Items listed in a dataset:

######

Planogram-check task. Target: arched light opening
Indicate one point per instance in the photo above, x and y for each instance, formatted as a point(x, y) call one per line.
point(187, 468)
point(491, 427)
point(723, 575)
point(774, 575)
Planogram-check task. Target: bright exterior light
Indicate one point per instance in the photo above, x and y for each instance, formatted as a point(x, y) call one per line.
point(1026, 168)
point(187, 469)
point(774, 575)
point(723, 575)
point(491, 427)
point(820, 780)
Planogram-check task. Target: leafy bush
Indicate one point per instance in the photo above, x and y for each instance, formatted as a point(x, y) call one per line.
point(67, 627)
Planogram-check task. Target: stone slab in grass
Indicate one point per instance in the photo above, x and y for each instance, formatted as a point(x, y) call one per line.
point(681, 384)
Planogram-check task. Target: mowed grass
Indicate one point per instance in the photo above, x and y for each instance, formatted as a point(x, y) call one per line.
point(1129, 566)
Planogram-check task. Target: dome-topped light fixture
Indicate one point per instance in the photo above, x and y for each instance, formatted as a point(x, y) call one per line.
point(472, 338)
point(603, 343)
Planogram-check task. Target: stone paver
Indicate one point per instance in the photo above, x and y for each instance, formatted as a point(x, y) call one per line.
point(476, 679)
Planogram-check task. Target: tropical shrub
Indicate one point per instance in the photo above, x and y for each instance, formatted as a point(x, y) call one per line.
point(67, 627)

######

DIRECTION:
Copy all of the material above line for line, with no changes.

CORRECT ANSWER:
Planogram-check task. Target: arched light opening
Indicate one point per instance in the photo above, x and y for each instance, formatted as a point(x, y) call one per line.
point(187, 468)
point(491, 427)
point(723, 575)
point(774, 575)
Planogram-check task. Target: bright exterior light
Indicate one point per instance in the photo above, x and y for each instance, formatted as a point(x, y) call one per line.
point(1026, 168)
point(187, 469)
point(774, 575)
point(723, 575)
point(491, 427)
point(820, 780)
Planogram-check task. Target: leafy bush
Indicate one point per instance in the photo above, x and y for each instance, formatted as a point(x, y) call one per line.
point(67, 627)
Planogram-check task. Target: stone slab in grass
Indicate one point per instance in the photo above, x and y for each instance, formatted as a point(x, y) call one per line.
point(681, 384)
Planogram-check task. Target: mowed grass
Indicate one point per instance in the photo above, x and y for each instance, formatted as a point(x, y) call one per line.
point(1129, 566)
Planogram-check task. Target: dome-topped light fixture
Indicate one point per instance in the photo above, x and y for each instance, formatted as a point(x, y) call one per line.
point(472, 338)
point(603, 343)
Planogram-check task. Target: stone paver
Indicate one point per instance in the photo above, x and y for each instance, formatted as a point(x, y) call one per line.
point(476, 679)
Planogram-check task. Target: tropical shrub
Indicate one point per instance in the photo above, x and y for each instance, formatted as a point(x, y) call one per line.
point(67, 627)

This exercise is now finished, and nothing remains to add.